• **Action item**: From the entries that follow, pick out all lines holding "light".

• **Information supplied**:
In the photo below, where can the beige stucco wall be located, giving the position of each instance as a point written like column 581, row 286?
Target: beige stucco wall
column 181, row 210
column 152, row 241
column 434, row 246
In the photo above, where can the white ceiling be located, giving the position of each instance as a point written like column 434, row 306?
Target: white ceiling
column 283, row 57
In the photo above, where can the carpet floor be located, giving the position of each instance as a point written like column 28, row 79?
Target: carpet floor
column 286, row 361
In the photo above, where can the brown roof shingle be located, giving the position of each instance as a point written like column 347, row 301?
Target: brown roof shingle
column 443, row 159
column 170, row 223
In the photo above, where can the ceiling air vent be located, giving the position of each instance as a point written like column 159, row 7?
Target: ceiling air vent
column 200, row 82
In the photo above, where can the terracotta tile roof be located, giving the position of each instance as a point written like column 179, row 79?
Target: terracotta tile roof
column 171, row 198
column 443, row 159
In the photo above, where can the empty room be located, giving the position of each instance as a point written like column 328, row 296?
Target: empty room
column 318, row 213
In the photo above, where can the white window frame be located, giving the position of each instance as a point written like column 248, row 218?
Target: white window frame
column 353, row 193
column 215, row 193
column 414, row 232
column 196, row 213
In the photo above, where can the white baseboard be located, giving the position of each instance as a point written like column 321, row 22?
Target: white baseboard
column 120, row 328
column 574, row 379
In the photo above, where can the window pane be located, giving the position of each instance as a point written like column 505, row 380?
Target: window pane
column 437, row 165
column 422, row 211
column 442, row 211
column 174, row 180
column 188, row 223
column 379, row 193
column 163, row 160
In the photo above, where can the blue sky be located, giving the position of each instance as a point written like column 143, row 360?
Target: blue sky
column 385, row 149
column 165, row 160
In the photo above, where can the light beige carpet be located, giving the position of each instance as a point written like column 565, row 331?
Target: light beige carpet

• **Response area**:
In the photo above, where can the light beige carpet be located, giving the position of each instance as a point written like column 565, row 331?
Target: light beige carpet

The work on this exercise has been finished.